▸ **読解文**:
解離性同一性障害(DID)における知覚異常
-統合失調症との鑑別において
先の自験例では幻聴については記述しなかったが、解離性障害、特にDIDにおいては幻聴は極めて頻繁に報告される。それを統合失調症の幻聴と比較しながら論じたい。幻聴はDIDで特に多く、100%に見られ、その多くは交代人格の間の会話であるとする。(Steinberg 1994, Middleton 1998)
解離性障害における幻聴に関しては、諸家が様々にその特徴について論じている。Putnam (1989) は解離性幻聴の特徴として以下をあげている。それは患者をけなす、自己破壊的な行動を起こすよう命令する、あるいは患者を第三者的に語り、思考や行動にコメントしたり、自分たちの間で論争をしたりする、あるいは小さい子供や幼児の泣き声を聞くが、時には指示やアドバイスを与える、頭の内部ではっきり聞こえる、などである。

▸ **項目一覧**:
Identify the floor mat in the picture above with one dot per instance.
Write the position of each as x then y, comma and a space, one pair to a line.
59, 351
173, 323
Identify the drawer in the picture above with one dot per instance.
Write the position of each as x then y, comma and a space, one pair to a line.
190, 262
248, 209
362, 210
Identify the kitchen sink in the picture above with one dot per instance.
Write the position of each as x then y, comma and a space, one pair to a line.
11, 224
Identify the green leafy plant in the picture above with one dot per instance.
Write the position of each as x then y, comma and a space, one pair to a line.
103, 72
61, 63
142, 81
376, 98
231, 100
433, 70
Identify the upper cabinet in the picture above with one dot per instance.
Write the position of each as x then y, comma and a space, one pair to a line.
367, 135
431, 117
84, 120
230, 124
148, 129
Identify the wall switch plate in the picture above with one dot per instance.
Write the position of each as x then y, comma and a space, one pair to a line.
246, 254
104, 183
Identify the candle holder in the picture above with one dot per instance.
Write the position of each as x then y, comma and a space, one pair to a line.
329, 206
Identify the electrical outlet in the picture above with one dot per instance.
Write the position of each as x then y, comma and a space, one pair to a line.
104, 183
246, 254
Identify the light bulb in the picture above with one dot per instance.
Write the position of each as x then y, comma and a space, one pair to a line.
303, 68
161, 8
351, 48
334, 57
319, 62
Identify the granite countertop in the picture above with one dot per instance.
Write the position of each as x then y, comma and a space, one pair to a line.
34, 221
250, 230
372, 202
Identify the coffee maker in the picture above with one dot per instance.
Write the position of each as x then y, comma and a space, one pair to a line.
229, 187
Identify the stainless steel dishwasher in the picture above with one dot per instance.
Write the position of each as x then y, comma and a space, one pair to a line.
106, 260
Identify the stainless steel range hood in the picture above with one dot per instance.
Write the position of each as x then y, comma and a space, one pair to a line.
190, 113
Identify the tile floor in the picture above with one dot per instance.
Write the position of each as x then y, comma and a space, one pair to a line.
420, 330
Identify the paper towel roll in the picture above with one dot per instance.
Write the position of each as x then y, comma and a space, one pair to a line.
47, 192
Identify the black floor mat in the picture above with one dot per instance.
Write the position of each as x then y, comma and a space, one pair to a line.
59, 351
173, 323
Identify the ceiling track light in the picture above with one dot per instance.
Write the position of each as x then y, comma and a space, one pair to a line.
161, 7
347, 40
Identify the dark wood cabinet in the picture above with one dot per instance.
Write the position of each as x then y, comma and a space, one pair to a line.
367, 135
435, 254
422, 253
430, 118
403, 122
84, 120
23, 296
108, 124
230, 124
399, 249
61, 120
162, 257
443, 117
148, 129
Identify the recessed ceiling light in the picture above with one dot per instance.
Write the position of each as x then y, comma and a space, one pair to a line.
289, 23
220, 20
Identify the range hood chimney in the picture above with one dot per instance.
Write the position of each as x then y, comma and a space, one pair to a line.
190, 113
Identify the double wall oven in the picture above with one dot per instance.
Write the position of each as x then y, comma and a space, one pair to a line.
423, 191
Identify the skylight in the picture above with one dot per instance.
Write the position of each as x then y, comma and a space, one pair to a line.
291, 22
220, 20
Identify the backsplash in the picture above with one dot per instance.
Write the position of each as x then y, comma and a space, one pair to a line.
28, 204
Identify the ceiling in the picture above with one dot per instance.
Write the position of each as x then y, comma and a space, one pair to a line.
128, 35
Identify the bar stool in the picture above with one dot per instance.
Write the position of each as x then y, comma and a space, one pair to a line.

▸ **作業課題**:
解離性同一性障害における幻聴を論じた読解文の続きを、最後の文の後から書き進めてください。 これらの項目は読解文とは関係がありません。

▸ **解答例**:
このような解離性の幻聴を論じる際、統合失調症のそれとの相違が問題となることは言うまでもない。従来の精神医学は幻聴はまず統合失調症の症状としてとらえられるという風潮があったからである。そのような傾向が一変したのは、「シュナイダーの一級症状」DIDでも多く当てはまってしまう、という事実がRichard Kluft や Colin Ross などにより示されたからである (Kluft, 1987, Ross, 1997)。解離性障害にむしろ特徴的であるという理解がなされるようになった。そしてDIDにおける幻聴の特徴も統合失調症のそれとの違いという観点から論じられることが多い。
上述のPutnamもDIDの幻聴が頭の中で明瞭に聞こえるという特徴に関し、それがその意味で「二次過程」的であり、統合失調症に特有のあいまいで「一次過程」的な幻聴と区別されると述べる。また松本は解離性の幻聴と統合失調症のそれとの違いをまとめる中で、Putnam が論じている項目に加えて解離性の幻聴が断続的であること、人格的な声によるもの、幼少時より持続している点を挙げ、また抗精神病薬に対する反応は弱いとする。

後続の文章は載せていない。